>> Start Text provided

2.4 Solutions of Coupled Klein–Gordon–Schrödinger Equations

In this section, the modified decomposition method has been used for getting the analytical approximate solutions for the coupled K-G-S equations (2.1).

2.4.1 Implementation of MDM for Analytical Approximate Solutions of Coupled K-G-S Equations

We first consider the coupled K-G-S equations (2.1) with the initial conditions

$$ \begin{aligned} & u(x,0) = 6B^{2} \sec h^{2} (Bx),\quad u_{t} (x,0) = - 12B^{2} c\sec h^{2} (Bx)\tanh (Bx), \\ & v(x,0) = 3B\sec h^{2} (Bx){\text{e}}^{idx} , \\ \end{aligned} $$

(2.36)

where \( B( \ge 1/2) \), c and d are arbitrary constants.

>> End Text provided
>> Start Records supplied

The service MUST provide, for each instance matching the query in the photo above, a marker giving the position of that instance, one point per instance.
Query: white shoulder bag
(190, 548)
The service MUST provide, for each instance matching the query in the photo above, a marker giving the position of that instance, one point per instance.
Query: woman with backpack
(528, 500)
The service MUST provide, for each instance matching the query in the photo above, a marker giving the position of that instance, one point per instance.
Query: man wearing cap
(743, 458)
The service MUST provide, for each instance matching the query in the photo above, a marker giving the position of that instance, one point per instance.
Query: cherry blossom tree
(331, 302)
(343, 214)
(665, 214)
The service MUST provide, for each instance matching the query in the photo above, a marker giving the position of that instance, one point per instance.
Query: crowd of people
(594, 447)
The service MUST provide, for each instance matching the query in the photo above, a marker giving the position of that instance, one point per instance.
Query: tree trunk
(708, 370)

>> End Records supplied
>> Start Records supplied

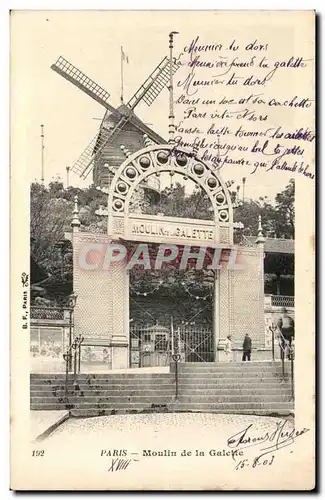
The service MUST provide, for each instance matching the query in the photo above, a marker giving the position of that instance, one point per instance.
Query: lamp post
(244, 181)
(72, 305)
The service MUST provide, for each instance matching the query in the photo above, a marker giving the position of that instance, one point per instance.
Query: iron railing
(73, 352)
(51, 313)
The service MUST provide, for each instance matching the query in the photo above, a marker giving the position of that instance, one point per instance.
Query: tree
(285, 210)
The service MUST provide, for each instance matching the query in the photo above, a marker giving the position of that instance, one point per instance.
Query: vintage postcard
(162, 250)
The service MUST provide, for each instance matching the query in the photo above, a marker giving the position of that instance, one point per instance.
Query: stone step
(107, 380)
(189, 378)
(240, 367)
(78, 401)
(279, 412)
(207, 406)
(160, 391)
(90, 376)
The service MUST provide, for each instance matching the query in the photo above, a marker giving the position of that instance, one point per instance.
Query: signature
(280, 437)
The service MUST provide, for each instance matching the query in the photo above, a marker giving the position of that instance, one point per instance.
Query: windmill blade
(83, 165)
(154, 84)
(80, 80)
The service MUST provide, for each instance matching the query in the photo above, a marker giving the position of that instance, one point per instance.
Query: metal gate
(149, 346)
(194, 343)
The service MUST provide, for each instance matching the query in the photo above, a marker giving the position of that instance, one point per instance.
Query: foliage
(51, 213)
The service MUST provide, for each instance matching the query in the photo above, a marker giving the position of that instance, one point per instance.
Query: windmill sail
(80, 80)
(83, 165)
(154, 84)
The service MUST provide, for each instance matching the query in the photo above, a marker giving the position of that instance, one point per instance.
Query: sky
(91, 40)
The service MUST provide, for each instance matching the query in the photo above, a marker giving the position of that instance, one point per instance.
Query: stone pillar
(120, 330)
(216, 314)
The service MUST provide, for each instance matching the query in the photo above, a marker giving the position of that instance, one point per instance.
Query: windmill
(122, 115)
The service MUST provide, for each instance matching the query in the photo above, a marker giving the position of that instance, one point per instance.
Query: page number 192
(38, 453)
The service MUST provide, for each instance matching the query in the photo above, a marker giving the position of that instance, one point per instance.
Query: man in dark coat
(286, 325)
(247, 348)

>> End Records supplied

-- Given request A --
For the passage on coupled Klein–Gordon–Schrödinger equations, decide whether each statement agrees with it, answering yes or no and quoting the exact words that settle it: (i) the section obtains analytical approximate solutions with the modified decomposition method; (ii) the constants c and d must be positive; (iii) the initial conditions are paired with equations (2.1).
-- Given request B --
From the passage on coupled Klein–Gordon–Schrödinger equations, return the part that opens with the words containing "2.4 Solutions of" and closes with "K-G-S equations (2.1).", copied exactly.

-- Task answer A --
(i) Yes: "the modified decomposition method has been used for getting the analytical approximate solutions for the coupled K-G-S equations (2.1)"
(ii) No: "c and d are arbitrary constants"
(iii) Yes: "We first consider the coupled K-G-S equations (2.1) with the initial conditions"

-- Task answer B --
2.4 Solutions of Coupled Klein–Gordon–Schrödinger Equations

In this section, the modified decomposition method has been used for getting the analytical approximate solutions for the coupled K-G-S equations (2.1).